- _Отрывок_

В брежневские годы, когда ради общественного государственного спокойствия шла нешуточная борьба с живой "раскачивающей лодку" мыслью, под негласным, но крепким гнетом цензуры, партийно-государственных правил и инструкций, творческие натуры, не выносящие этого давления, эмигрировали, но в разные стороны: кто за границу, кто в самого себя, кто в пьянство, кто в иронию… Но были и такие, кто "эмигрировал" в свою страну, в ее глубины, в ее почву, куда не доходило обжигающее жизнь дыхание власти. Впрочем, в истории России такое было не раз — Гоголь "эмигрировал в Россию", проездился по ней, записывая на листочках "Выбранные места из переписки с друзьями"; Достоевский в Оптину пустынь, в стихию "Братьев Карамазовых"; Андрей Платонов — в фантасмагорический мир "Котлована" и "Чевенгура".

- _Материал_
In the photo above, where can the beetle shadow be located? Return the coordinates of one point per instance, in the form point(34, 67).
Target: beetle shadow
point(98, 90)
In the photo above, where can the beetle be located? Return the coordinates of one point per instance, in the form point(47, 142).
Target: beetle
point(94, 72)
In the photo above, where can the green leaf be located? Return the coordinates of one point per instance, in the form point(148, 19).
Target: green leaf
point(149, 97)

- _Что сделать_
1: Верны ли по отрывку о брежневских годах утверждения (a), (b) и (c)? Ответьте «да» или «нет» и приведите точные слова отрывка, которые это решают.
(a) Цензура в те годы действовала открыто.
(b) Некоторые творческие люди уходили в иронию.
(c) Андрей Платонов «эмигрировал» в мир «Котлована» и «Чевенгура».
2: Напишите продолжение отрывка о брежневских годах после его последнего предложения.
Материал здесь не пригодится.

- _Ответы_
1:
(a) Нет: «под негласным, но крепким гнетом цензуры».
(b) Да: «кто в пьянство, кто в иронию».
(c) Да: «Андрей Платонов — в фантасмагорический мир "Котлована" и "Чевенгура"».

2:
Разные есть пути эмиграции для русского интеллигента, и определяются они запасом патриотизма в его душе.
Итак, в застойные времена я время от времени "эмигрировал", но не куда-нибудь, а в свою страну. Подружился с геологами и несколько сезонов прожил в работе на Тянь-Шанских горах и в долинах Гиссара, среди вечных льдов, альпийских лугов, громокипящих голубых рек, среди поднебесных, сверкающих голубыми молниями гроз, рычащих бурых селевых потоков, среди бедных, но гордых и трогательных в своем нищем гостеприимстве жителей высокогорных кишлаков и пастбищ, среди орущей, мускулистой, загорелой, не жалеющей себя ни в гульбе, ни в работе геологической, студенческой, шоферской вольницы… Либо месяцами я пропадал в эвенкийской тайге, добираясь туда через маленькие дощатые сибирские аэропорты на "аннушках", на вертолетах, разглядывая сверху дикие просторы — сопки, усеянные редколесной тайгой, распадки, черные реки, медленными змеями впадающие в Нижнюю Тунгуску, на берегу которой стояло зимовье рядом с двумя березами и овальным калтусом, затянутым в октябре сверкающим льдом.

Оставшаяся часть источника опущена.